Open hakanai opened 7 years ago

hakanai commented 7 years ago

We are cursed with multiple inconvenient PDF generation libraries which can't do font fallback, so we want a single "megafont" which covers as much as possible. Arial Unicode is currently being used for this, but its licence prevents us redistributing it ourselves.

So the news of Noto was exciting. The news was billing it as a single font which covers everything. But the download page doesn't look like that at all. Instead of a single font which covers everything, I see multiple fonts which each cover a subset. So it doesn't solve our problem at all. :(

Can we not have a single font which covers everything the individual Noto fonts cover?

dougfelt commented 7 years ago

Strictly speaking, no, because there are many more glyphs in Noto than can fit into a single font. CJK alone is as large as it can get.

In addition, different scripts prefer different line metrics. Noto tries to provide suitable line metrics for each script rather than forcing all scripts to fit one. The UI fonts are an exception to this, however, so using them we could generate a single font sharing a single line height.

That said, we are working on a possible repackaging of the fonts into a few files. We can probably get one for CJK, one for common scripts in living languages, and one for obscure scripts-- depends if Tangut pushes us over the limit of what non-CJK we can fit into a single font . There are tools that can be used to merge fonts but the devil is in the details-- some common characters are in a few source fonts and if they behave differently we'd have to work that out.

ENTRIES PROVIDED:
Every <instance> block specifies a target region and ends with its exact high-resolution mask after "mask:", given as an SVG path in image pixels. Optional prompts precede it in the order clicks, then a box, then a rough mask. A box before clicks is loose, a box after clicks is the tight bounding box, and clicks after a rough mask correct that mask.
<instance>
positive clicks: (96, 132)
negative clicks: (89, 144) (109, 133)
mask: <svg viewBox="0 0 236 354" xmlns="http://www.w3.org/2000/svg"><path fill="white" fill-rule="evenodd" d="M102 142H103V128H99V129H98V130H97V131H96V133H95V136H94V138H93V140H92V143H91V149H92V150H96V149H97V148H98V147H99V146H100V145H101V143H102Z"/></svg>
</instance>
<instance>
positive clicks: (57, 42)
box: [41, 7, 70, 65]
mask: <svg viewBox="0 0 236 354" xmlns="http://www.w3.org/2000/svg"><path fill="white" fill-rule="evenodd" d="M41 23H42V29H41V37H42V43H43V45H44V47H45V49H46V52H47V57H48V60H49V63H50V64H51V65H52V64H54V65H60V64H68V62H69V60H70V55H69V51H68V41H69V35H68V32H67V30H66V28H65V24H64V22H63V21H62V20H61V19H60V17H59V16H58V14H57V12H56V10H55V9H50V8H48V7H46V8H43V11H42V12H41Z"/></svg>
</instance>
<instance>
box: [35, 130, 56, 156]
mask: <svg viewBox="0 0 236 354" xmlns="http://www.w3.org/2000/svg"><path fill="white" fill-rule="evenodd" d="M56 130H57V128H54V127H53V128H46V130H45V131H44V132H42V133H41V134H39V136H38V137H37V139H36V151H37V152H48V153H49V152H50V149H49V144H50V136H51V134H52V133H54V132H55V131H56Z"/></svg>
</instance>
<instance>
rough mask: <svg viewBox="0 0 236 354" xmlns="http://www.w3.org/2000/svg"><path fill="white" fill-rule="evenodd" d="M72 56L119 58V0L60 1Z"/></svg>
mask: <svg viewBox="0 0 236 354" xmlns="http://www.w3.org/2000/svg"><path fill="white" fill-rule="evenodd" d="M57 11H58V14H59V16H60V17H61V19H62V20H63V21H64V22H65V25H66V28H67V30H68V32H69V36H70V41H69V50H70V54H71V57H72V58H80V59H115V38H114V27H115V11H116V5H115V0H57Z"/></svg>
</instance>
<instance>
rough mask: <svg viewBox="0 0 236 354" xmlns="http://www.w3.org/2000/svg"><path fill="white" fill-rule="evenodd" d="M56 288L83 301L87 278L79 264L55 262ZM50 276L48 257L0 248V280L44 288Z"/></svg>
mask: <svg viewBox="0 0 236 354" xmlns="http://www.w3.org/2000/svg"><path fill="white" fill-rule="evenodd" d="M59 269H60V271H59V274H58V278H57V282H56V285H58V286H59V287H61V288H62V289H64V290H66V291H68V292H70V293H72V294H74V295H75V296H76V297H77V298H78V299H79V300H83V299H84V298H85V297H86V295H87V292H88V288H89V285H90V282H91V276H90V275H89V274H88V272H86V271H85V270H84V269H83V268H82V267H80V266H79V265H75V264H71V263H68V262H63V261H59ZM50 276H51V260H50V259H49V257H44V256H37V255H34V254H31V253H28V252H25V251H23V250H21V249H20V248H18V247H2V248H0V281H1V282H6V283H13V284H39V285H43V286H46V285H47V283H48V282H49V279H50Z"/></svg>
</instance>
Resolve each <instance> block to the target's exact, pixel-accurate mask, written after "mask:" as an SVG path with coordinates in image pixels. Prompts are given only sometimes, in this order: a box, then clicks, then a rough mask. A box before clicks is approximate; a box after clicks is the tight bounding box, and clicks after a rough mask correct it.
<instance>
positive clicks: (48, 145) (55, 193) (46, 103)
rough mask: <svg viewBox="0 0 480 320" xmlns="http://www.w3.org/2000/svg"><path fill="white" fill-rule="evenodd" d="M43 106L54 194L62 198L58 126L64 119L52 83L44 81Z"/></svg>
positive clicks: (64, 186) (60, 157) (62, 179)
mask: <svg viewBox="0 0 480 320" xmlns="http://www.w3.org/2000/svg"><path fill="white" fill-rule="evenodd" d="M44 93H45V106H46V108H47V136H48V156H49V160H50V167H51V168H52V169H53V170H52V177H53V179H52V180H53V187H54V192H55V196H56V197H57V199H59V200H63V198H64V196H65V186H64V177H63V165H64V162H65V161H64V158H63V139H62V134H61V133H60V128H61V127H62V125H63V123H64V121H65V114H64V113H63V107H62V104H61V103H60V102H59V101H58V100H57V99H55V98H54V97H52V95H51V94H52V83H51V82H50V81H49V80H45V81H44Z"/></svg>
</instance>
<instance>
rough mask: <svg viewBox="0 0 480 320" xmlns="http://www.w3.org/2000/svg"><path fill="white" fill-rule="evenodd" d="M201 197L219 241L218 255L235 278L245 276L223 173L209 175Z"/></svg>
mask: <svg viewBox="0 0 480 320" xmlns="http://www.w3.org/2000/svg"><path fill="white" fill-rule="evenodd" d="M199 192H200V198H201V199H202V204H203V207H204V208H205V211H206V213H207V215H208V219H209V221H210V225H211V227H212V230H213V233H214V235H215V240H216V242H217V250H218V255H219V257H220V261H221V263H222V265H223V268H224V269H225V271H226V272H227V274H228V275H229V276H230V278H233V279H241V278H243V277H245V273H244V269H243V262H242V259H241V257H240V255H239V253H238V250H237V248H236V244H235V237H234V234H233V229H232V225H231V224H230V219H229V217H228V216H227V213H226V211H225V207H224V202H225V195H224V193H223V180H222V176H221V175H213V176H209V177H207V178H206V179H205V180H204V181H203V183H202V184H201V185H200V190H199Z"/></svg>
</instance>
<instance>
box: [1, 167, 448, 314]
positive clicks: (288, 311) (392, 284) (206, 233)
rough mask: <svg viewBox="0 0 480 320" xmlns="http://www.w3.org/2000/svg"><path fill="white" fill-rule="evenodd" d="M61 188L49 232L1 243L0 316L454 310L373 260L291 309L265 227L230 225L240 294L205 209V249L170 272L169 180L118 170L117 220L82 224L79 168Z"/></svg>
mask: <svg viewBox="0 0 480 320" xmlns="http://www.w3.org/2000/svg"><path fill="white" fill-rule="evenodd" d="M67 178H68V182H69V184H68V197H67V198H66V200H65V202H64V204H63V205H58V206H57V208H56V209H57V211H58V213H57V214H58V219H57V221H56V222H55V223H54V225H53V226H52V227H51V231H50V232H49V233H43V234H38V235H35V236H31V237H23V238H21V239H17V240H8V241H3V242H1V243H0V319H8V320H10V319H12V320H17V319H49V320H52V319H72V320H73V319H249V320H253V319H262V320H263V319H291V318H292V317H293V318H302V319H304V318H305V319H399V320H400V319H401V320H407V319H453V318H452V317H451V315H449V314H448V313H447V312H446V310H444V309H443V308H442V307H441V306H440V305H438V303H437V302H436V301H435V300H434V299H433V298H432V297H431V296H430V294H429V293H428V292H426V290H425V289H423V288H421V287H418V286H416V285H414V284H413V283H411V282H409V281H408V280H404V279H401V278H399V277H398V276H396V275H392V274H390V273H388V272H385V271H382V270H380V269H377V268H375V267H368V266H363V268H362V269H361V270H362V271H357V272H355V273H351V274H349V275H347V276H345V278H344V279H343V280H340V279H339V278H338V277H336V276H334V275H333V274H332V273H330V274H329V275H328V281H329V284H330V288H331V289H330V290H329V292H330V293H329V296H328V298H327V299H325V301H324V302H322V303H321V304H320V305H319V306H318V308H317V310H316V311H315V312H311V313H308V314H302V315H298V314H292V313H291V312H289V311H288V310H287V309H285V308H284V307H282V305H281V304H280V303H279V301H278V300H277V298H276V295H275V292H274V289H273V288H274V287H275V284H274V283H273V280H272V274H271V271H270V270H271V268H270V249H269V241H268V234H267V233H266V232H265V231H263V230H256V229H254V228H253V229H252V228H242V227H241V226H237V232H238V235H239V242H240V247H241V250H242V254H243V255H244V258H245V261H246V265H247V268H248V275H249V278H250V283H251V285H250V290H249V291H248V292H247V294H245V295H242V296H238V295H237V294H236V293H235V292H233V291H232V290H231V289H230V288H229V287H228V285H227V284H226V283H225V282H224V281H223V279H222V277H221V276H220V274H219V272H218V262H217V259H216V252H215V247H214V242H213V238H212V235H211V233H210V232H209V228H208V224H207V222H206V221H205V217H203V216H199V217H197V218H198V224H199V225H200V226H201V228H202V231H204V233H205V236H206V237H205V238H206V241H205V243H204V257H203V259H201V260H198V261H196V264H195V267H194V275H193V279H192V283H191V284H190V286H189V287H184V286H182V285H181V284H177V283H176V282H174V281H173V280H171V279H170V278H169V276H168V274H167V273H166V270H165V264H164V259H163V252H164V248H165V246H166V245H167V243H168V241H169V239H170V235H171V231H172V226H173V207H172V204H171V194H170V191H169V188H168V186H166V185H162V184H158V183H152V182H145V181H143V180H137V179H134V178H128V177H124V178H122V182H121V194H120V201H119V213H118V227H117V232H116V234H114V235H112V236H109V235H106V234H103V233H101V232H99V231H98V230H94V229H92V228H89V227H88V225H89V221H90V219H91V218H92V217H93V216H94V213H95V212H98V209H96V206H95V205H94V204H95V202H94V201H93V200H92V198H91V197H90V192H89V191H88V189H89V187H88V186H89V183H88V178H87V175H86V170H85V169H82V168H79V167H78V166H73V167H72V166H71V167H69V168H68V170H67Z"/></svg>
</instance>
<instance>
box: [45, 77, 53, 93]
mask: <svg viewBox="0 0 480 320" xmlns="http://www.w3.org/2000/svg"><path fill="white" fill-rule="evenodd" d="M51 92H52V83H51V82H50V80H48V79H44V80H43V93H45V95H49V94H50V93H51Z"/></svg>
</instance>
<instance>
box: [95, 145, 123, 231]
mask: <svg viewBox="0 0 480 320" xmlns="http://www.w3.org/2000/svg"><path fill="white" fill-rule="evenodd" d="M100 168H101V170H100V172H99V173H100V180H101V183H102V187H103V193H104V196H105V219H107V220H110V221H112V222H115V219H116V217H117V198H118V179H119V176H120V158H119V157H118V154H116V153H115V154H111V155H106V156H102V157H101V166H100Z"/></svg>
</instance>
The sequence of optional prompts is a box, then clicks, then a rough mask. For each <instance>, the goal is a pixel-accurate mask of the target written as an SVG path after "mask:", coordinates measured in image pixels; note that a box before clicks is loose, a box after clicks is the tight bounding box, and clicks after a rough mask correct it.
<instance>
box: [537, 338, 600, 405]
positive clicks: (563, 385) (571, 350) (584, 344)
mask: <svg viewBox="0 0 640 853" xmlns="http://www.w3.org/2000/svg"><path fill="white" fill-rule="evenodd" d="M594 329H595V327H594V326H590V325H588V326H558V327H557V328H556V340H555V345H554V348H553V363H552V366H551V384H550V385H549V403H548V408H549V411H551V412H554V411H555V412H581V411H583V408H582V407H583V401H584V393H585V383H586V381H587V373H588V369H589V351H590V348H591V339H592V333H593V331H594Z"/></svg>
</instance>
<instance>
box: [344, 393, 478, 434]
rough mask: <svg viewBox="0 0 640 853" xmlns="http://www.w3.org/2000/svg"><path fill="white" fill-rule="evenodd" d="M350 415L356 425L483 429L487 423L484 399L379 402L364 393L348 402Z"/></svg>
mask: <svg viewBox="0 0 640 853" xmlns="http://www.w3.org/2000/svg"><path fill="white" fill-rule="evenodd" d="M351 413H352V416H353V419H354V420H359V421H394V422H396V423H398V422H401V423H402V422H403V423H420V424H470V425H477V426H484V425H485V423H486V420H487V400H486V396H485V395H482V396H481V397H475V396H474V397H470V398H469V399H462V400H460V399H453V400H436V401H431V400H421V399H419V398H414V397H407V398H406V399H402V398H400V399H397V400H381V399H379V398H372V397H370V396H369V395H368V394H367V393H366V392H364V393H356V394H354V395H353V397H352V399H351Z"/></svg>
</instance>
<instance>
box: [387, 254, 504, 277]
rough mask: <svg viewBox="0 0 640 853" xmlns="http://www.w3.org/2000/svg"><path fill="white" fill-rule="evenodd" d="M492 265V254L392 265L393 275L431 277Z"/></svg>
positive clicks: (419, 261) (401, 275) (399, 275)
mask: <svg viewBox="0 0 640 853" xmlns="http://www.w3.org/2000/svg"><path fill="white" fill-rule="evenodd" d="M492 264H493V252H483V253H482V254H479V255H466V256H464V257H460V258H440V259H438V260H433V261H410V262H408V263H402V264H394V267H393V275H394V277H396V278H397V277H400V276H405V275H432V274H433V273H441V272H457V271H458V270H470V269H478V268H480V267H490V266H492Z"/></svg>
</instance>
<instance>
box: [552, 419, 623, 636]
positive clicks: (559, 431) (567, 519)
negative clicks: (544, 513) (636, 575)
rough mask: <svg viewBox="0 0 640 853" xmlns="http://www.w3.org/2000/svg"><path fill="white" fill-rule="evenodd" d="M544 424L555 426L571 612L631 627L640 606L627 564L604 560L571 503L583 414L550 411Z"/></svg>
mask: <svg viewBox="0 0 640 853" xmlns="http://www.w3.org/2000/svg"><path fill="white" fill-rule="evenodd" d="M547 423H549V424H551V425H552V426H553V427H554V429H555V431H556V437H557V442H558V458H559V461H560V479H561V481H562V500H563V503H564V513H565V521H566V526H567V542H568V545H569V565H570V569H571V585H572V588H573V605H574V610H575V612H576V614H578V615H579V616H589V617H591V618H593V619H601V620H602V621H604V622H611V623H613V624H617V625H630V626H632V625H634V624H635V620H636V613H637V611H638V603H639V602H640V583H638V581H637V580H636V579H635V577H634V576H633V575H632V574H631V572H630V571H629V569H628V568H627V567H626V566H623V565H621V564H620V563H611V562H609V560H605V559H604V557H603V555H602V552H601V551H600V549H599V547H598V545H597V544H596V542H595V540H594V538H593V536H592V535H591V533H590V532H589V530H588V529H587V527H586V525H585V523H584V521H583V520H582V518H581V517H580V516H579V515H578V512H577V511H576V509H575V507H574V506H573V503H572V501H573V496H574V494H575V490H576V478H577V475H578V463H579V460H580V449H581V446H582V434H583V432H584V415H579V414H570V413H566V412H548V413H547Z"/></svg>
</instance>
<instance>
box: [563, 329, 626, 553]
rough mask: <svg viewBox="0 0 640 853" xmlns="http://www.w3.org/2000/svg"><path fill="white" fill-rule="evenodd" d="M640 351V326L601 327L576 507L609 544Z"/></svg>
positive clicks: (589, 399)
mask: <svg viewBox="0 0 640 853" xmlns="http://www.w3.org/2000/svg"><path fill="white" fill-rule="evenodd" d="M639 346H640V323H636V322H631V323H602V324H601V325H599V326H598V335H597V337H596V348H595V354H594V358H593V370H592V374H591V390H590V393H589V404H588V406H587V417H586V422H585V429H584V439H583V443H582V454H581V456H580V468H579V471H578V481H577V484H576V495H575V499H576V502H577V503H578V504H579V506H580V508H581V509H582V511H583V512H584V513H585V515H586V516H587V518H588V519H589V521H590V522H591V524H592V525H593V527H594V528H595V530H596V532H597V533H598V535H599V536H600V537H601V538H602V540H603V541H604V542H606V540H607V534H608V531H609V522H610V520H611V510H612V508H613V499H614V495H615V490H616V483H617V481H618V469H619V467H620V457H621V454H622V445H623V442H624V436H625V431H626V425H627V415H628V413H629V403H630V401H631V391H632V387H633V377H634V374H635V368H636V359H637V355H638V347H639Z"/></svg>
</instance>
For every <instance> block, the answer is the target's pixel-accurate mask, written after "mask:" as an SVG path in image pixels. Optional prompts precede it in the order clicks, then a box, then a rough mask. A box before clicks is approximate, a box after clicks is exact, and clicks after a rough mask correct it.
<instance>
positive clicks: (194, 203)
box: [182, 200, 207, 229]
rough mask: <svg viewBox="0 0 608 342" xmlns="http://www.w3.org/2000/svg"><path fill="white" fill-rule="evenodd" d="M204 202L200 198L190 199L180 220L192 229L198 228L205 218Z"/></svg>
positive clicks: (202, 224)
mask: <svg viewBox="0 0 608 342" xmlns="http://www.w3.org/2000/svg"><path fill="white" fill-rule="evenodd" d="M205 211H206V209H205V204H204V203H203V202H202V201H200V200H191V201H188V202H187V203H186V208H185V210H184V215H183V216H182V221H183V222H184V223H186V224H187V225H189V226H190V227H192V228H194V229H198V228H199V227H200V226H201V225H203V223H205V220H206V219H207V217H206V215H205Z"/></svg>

QUESTIONS TO ANSWER:
a) Copy the part of the Noto font discussion that begins at the words "We are cursed" and stops after "Noto fonts cover?".
b) Carry on the discussion about combining the Noto fonts into a single file, starting right after its last sentence.

RESULTS OF THE EXERCISE:
a)
We are cursed with multiple inconvenient PDF generation libraries which can't do font fallback, so we want a single "megafont" which covers as much as possible. Arial Unicode is currently being used for this, but its licence prevents us redistributing it ourselves.

So the news of Noto was exciting. The news was billing it as a single font which covers everything. But the download page doesn't look like that at all. Instead of a single font which covers everything, I see multiple fonts which each cover a subset. So it doesn't solve our problem at all. :(

Can we not have a single font which covers everything the individual Noto fonts cover?

b)
hakanai commented 7 years ago

Ouch, I wasn't aware that the current, latest format we use for font files couldn't even fit one glyph for each character currently in Unicode...

brawer commented 7 years ago

You could try merging things yourself, for example with the merge tool in fontools. But as Doug said, you’ll run into OpenType limit of 64K glyphs per file. Which PDF generation libraries do you use? Have you asked them to implement font fallback?

jungshik commented 7 years ago

some common characters are in a few source fonts and if they behave differently we'd have to work that out.

One possibility for them is to add opentype 'loca' features to pick different glyphs for common characters per 'locale/lang' when merging fonts with common characters. However, PDF generation tools that cannot deal with font fallback are not likely to take advantage of opentype 'loca'.

The same thing can be said of using BASE tables to support scripts with different metrics in a combined font.

brawer commented 7 years ago

@trejkaz, which specific PDF generation libraries are you using?

KrasnayaPloshchad commented 7 years ago

That is what GNU FreeFont and DejaVu fonts does anyway, but they doesn’t receive CJK. BTW I think your PDF generating tools seems badly.

hakanai commented 7 years ago

@brawer, quite a lot of different ones, actually... iText is one example where you would pretty much have to implement font fallback yourself to get it to do it at all.